### Stated exercise
Render every line of the entries below as a JSON list of strings, one string per line, skipping blank lines. Omit the pictures.

Excerpts from a detection dataset:
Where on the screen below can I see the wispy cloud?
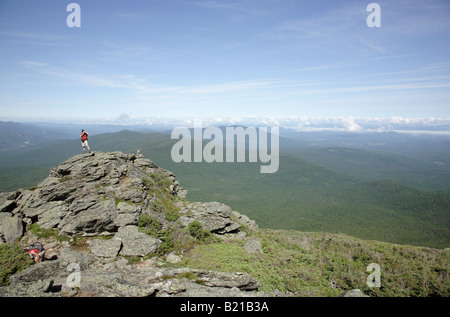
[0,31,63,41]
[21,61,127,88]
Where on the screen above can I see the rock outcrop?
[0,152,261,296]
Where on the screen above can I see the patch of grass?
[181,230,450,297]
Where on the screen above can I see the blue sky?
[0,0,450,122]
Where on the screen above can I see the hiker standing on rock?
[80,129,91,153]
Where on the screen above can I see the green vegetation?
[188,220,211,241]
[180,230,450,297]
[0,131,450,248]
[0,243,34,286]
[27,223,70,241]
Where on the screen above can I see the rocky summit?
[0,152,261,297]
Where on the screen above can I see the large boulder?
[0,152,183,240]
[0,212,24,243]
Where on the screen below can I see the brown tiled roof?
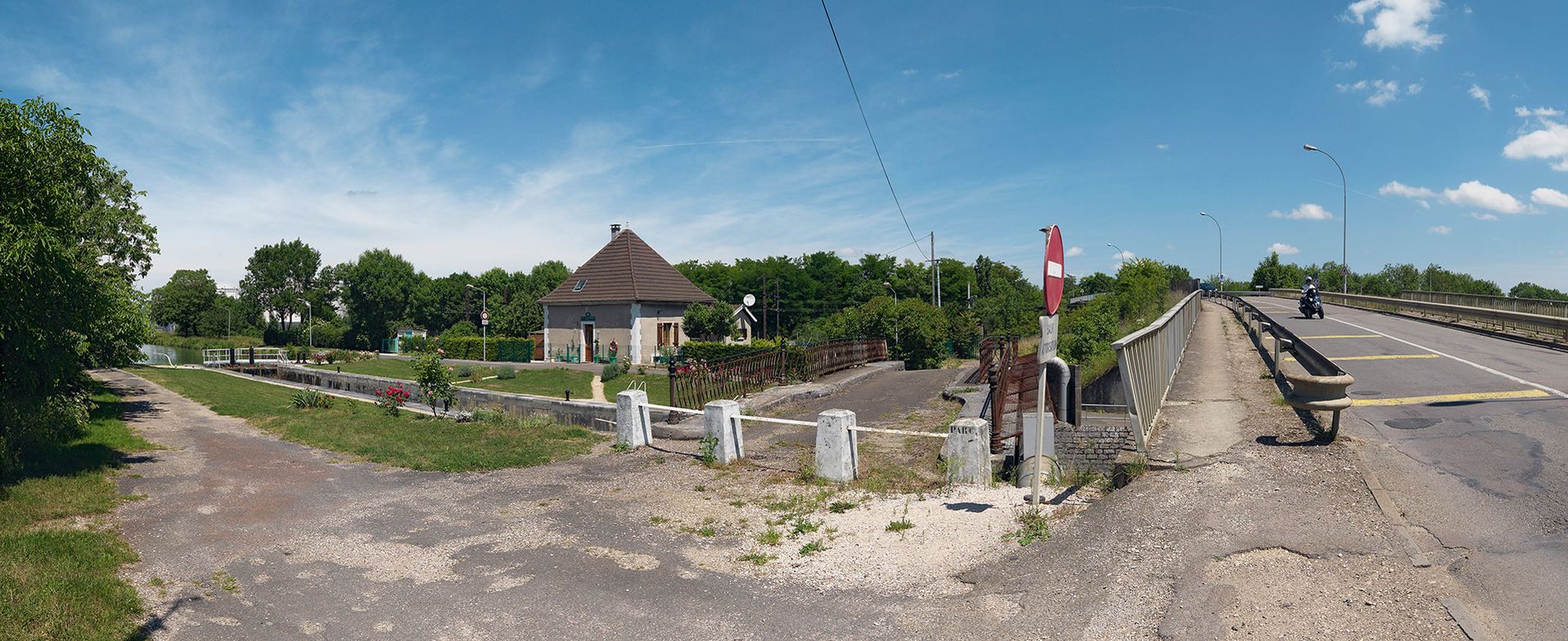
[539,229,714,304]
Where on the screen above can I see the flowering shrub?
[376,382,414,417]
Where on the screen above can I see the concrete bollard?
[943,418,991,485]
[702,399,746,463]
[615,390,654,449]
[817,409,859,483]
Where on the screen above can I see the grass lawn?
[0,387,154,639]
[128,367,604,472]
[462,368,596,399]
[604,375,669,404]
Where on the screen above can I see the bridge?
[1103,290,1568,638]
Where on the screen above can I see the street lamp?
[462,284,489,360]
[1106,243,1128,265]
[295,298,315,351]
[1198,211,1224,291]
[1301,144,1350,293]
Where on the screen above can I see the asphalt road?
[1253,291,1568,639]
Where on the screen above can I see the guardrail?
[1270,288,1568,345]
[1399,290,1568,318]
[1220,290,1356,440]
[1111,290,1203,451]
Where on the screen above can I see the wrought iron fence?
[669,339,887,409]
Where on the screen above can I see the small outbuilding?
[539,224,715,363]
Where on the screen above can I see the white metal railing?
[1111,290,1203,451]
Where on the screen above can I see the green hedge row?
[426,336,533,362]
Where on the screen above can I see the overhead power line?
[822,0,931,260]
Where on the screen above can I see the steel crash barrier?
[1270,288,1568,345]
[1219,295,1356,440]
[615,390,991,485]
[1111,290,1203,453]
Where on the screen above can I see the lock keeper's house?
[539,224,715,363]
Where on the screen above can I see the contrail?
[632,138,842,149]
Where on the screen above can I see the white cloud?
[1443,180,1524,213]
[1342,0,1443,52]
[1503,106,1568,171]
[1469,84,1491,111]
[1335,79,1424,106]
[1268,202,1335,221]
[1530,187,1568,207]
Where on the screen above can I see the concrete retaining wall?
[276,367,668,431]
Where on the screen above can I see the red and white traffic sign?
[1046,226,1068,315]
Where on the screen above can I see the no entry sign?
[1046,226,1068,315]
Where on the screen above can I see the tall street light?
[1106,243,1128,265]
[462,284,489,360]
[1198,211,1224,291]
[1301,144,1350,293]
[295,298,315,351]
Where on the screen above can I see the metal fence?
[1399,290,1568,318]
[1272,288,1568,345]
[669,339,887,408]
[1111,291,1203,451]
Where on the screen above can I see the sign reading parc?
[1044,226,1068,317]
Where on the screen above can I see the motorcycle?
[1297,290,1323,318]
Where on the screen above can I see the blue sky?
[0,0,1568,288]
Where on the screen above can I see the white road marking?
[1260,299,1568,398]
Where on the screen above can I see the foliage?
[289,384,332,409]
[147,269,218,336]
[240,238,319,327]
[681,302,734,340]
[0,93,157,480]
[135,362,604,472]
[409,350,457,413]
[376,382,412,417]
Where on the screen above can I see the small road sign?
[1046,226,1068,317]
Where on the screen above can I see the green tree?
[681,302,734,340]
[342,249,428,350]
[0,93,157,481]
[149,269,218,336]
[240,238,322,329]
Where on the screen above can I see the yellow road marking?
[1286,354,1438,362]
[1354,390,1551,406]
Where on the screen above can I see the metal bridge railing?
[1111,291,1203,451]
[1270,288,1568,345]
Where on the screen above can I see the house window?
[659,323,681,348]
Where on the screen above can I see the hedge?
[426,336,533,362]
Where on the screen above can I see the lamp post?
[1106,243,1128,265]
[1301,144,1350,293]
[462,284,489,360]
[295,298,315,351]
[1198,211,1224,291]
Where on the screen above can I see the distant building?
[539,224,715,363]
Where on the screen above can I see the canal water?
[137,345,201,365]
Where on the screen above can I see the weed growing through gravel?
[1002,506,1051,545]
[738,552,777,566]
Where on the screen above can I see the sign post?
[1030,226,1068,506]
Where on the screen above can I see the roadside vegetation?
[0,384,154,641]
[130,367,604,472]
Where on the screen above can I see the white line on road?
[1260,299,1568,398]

### Full output
[
  "Where on the screen below can I see the wispy cloud?",
  "[0,31,63,41]",
  "[21,61,127,88]",
  "Where on the screen above can I see the rock outcrop?",
  "[0,152,261,296]",
  "Where on the screen above can I see the patch of grass?",
  "[181,230,450,297]",
  "Where on the screen above can I see the blue sky?",
  "[0,0,450,122]",
  "Where on the screen above can I see the hiker standing on rock?",
  "[80,129,91,153]",
  "Where on the screen above can I see the green vegetation?",
  "[188,220,211,241]",
  "[180,230,450,297]",
  "[0,131,450,248]",
  "[0,243,34,286]",
  "[27,223,70,241]",
  "Where on the screen above can I see the rocky summit?",
  "[0,152,261,297]",
  "Where on the screen above can I see the large boulder?",
  "[0,152,183,240]",
  "[0,212,24,243]",
  "Where on the screen below can I see the brown tiled roof?",
  "[539,229,714,304]",
  "Where on the screen above can I see the flowering shrub?",
  "[376,382,414,417]",
  "Where on the screen above can I see the concrete bollard?",
  "[943,418,991,485]",
  "[702,399,746,463]",
  "[615,390,654,449]",
  "[817,409,859,483]",
  "Where on the screen above can I see the grass lawn?",
  "[0,387,154,639]",
  "[128,367,604,472]",
  "[462,368,596,399]",
  "[604,375,669,404]",
  "Where on the screen above can I see the bridge?",
  "[1103,290,1568,638]",
  "Where on the screen above can I see the street lamp?",
  "[462,284,489,360]",
  "[1106,243,1128,265]",
  "[295,298,315,351]",
  "[1198,211,1224,291]",
  "[1301,144,1350,293]",
  "Where on the screen above can I see the asphalt road?",
  "[1253,291,1568,639]",
  "Where on the screen above can I see the guardrail?",
  "[1270,288,1568,345]",
  "[1399,290,1568,318]",
  "[1220,290,1356,440]",
  "[1111,290,1203,451]",
  "Where on the screen above can I see the wrought iron fence?",
  "[669,339,887,409]",
  "Where on the screen above can I see the small outbuilding?",
  "[539,224,715,363]",
  "Where on the screen above can I see the white metal railing?",
  "[1111,290,1203,451]",
  "Where on the screen above can I see the green hedge row?",
  "[426,336,533,362]",
  "Where on the screen above can I see the overhead power line?",
  "[822,0,931,260]",
  "Where on the screen above can I see the steel crash barrier?",
  "[1270,288,1568,345]",
  "[1219,295,1356,440]",
  "[615,390,991,485]",
  "[1111,290,1203,453]",
  "Where on the screen above can I see the lock keeper's house?",
  "[539,224,715,363]",
  "Where on the screen above can I see the contrail?",
  "[632,138,842,149]",
  "Where on the screen above can I see the white cloud?",
  "[1443,180,1524,213]",
  "[1342,0,1443,52]",
  "[1503,106,1568,171]",
  "[1469,84,1491,111]",
  "[1335,79,1424,106]",
  "[1268,202,1335,221]",
  "[1530,187,1568,207]",
  "Where on the screen above can I see the concrete retaining wall?",
  "[276,367,668,431]",
  "Where on the screen above can I see the red and white traffic sign?",
  "[1046,226,1068,315]",
  "Where on the screen above can I see the no entry sign?",
  "[1046,226,1068,315]",
  "Where on the screen above can I see the tall street light?",
  "[1106,243,1128,265]",
  "[462,284,489,360]",
  "[1198,211,1224,291]",
  "[1301,144,1350,293]",
  "[295,298,315,351]",
  "Where on the screen above can I see the metal fence?",
  "[1399,290,1568,318]",
  "[1272,288,1568,345]",
  "[669,339,887,408]",
  "[1111,291,1203,451]",
  "Where on the screen above can I see the sign reading parc?",
  "[1044,226,1068,317]",
  "Where on the screen above can I see the motorcycle?",
  "[1297,290,1323,318]",
  "Where on the screen above can I see the blue sky?",
  "[0,0,1568,288]",
  "Where on the screen above can I see the white road marking?",
  "[1260,299,1568,398]",
  "Where on the screen above can I see the foliage?",
  "[289,384,332,409]",
  "[147,269,218,336]",
  "[240,238,319,327]",
  "[681,302,734,340]",
  "[0,93,157,480]",
  "[135,362,604,472]",
  "[409,350,457,413]",
  "[376,382,412,417]",
  "Where on the screen above can I see the small road sign?",
  "[1046,226,1068,317]",
  "Where on the screen above can I see the green tree?",
  "[681,302,734,340]",
  "[342,249,428,350]",
  "[0,93,157,481]",
  "[149,269,218,336]",
  "[240,238,322,329]",
  "Where on the screen above can I see the yellow road marking?",
  "[1286,354,1438,362]",
  "[1354,390,1551,406]",
  "Where on the screen above can I see the metal bridge railing?",
  "[1111,291,1203,451]",
  "[1270,288,1568,345]",
  "Where on the screen above can I see the house window?",
  "[659,323,681,348]",
  "Where on the screen above can I see the hedge?",
  "[426,336,533,362]",
  "Where on the screen above can I see the lamp post?",
  "[1106,243,1128,265]",
  "[1301,144,1350,293]",
  "[462,284,489,360]",
  "[295,298,315,351]",
  "[1198,211,1224,291]",
  "Where on the screen above can I see the distant building?",
  "[539,224,715,363]",
  "Where on the screen above can I see the canal water?",
  "[137,345,201,365]",
  "Where on the screen above can I see the weed growing through gravel?",
  "[1002,506,1051,545]",
  "[738,552,777,566]",
  "Where on the screen above can I see the sign post?",
  "[1030,226,1068,506]",
  "Where on the screen above can I see the roadside vegetation?",
  "[0,384,154,641]",
  "[130,367,604,472]",
  "Where on the screen above can I see the white line on road?",
  "[1260,299,1568,398]"
]